• Task to carry out
Gather each line containing the string "embankment" from these entries.

*** Provided records ***

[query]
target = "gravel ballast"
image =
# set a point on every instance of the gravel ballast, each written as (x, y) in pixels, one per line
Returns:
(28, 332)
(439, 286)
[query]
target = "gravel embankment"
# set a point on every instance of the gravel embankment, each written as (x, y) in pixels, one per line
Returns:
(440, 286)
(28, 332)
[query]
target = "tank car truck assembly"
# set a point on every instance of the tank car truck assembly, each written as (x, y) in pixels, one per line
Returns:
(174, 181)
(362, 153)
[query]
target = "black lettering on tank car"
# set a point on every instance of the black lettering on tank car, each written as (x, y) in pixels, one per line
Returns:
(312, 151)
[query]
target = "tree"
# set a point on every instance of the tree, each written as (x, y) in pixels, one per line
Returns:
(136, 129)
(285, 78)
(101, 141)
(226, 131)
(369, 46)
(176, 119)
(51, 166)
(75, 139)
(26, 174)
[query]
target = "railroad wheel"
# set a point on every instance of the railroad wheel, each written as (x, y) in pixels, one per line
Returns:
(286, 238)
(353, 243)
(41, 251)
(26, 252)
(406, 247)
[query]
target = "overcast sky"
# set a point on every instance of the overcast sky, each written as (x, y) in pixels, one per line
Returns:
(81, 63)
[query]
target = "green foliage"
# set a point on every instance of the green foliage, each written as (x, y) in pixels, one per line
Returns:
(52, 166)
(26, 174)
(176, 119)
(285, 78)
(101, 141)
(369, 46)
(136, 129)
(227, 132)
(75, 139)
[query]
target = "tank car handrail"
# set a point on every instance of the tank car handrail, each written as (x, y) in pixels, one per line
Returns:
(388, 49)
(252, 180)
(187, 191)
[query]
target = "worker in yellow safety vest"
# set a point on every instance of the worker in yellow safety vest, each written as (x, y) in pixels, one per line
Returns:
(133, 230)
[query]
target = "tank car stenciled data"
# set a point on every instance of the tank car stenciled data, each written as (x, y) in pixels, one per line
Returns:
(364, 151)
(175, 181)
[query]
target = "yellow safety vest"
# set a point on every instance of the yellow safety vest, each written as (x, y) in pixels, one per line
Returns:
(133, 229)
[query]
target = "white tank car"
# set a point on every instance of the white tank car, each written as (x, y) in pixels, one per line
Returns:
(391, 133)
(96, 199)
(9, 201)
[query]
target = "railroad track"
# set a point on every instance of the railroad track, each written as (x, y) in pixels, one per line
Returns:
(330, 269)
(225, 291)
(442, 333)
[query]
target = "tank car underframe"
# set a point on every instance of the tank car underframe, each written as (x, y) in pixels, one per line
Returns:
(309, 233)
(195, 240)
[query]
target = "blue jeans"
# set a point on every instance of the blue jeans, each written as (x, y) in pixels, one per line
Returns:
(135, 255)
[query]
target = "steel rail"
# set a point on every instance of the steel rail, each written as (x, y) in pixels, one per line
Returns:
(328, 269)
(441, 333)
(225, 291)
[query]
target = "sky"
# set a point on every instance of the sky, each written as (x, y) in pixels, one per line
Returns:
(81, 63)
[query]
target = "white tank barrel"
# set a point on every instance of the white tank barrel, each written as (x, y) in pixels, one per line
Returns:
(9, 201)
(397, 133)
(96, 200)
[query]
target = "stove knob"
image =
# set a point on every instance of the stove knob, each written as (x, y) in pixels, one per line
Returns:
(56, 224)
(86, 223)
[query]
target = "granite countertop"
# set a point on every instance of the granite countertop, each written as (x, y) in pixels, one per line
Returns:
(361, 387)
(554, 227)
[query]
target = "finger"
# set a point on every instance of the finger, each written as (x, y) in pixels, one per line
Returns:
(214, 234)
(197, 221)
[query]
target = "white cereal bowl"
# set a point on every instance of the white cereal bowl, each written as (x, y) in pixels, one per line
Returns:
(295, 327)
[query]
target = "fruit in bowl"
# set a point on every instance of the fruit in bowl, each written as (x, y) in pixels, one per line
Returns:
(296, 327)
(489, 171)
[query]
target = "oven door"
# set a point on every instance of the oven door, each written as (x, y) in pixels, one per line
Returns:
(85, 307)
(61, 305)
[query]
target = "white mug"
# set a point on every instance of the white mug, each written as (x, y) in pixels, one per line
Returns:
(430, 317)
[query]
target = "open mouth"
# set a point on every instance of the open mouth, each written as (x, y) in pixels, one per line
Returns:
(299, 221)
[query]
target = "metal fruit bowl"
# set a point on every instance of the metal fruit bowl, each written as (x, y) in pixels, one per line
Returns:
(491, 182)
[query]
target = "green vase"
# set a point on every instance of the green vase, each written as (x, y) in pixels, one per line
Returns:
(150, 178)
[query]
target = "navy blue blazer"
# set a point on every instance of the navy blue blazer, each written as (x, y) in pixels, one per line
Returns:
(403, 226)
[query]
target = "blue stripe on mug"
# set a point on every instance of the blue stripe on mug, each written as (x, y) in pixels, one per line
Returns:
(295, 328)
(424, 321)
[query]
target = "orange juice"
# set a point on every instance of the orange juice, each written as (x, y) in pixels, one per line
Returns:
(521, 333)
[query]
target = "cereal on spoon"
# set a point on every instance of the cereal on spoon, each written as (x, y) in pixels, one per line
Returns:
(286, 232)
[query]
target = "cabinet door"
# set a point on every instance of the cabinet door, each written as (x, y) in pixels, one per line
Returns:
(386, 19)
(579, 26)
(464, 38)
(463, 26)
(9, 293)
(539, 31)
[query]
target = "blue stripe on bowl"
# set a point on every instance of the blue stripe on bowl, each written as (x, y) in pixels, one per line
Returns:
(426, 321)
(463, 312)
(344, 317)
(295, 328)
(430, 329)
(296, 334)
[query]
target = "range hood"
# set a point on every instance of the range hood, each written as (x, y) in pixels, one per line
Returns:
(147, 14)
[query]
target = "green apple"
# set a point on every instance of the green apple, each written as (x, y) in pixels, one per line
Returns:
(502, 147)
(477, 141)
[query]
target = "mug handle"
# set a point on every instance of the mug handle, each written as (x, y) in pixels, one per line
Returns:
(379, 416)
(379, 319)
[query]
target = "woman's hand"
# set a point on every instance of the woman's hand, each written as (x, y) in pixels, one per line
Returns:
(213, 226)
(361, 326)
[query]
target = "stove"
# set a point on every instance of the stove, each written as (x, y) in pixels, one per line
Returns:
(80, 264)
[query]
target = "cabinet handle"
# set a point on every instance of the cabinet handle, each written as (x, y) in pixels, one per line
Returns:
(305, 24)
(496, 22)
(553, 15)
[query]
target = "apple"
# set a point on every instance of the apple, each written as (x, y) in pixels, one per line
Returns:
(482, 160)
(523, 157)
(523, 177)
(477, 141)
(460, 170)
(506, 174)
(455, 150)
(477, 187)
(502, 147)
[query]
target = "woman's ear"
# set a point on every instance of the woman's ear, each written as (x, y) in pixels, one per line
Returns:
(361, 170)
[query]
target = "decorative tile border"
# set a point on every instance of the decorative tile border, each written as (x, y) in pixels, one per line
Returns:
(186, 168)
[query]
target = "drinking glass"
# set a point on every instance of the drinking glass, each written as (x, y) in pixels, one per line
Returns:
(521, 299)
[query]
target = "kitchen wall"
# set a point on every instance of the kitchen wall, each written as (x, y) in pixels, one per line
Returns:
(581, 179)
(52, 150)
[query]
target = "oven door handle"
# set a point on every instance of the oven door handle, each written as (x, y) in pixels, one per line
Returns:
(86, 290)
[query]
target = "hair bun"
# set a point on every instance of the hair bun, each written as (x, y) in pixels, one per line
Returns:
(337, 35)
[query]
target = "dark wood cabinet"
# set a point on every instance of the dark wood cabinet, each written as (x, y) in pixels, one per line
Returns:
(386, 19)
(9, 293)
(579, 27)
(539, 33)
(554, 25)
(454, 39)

***

• Response
target = "gravel embankment"
# set a point on every instance of the gravel embankment, each written as (x, y) in pixels, one per line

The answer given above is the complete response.